#### [Exercise details]
Repeat exactly, and only, the lines from the one holding "The component shall place one marker per instance of the bare" through the last line of the records below.

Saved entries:
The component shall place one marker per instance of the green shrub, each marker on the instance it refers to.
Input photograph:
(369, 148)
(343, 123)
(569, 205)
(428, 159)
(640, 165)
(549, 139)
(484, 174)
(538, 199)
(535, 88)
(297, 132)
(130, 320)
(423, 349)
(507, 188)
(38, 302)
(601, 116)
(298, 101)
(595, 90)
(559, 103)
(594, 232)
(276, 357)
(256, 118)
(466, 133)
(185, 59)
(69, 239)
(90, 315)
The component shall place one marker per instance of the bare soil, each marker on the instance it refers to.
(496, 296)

#### [Answer to the exercise]
The component shall place one marker per instance of the bare soil, each marker on the instance it refers to.
(496, 296)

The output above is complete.